## Problem to work on
All lines from the one containing "the red goal" to the end of the data below are to be returned exactly, both ends included, with nothing added.

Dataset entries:
==*==

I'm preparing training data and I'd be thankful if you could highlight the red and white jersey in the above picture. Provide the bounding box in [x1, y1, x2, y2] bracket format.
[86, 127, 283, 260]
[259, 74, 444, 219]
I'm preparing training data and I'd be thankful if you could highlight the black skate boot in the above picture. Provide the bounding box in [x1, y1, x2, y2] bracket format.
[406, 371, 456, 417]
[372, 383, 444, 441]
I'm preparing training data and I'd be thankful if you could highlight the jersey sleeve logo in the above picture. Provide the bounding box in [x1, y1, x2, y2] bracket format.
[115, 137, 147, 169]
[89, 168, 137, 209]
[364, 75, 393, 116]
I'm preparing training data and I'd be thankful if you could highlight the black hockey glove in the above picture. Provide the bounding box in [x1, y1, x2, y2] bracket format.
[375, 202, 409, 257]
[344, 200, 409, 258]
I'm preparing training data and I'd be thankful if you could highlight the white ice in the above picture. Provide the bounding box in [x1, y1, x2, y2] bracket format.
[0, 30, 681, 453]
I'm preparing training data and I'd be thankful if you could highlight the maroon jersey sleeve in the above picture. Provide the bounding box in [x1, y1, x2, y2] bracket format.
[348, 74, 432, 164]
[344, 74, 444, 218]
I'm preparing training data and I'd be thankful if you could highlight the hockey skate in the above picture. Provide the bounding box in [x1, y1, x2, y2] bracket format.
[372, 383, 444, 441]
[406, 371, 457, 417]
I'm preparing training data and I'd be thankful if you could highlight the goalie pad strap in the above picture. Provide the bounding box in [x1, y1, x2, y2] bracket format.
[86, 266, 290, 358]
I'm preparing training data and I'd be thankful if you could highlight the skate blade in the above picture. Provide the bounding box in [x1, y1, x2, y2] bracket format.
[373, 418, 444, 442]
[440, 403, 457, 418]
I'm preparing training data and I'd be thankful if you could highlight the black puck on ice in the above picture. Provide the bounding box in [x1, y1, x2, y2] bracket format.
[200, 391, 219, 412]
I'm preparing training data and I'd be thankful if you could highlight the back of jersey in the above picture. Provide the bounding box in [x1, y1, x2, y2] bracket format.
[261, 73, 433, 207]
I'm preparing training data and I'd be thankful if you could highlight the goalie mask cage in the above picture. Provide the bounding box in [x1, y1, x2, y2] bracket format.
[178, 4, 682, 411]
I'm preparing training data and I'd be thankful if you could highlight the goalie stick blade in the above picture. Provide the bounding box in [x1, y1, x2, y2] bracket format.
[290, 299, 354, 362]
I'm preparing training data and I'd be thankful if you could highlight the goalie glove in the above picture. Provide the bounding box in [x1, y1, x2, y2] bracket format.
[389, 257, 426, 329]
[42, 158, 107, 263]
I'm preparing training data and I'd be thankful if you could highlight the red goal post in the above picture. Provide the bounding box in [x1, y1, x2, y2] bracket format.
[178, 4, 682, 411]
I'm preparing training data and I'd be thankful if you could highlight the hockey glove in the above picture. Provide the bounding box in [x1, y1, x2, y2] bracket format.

==*==

## Response area
I'm preparing training data and I'd be thankful if you could highlight the red goal post in the above picture. Provide the bounding box in [x1, y1, x2, y2] bracket format.
[178, 4, 682, 411]
I'm preparing training data and I'd be thankful if you could highlight the hockey glove in the above picture. Provide the bounding box in [x1, y1, x2, y2] bracket format.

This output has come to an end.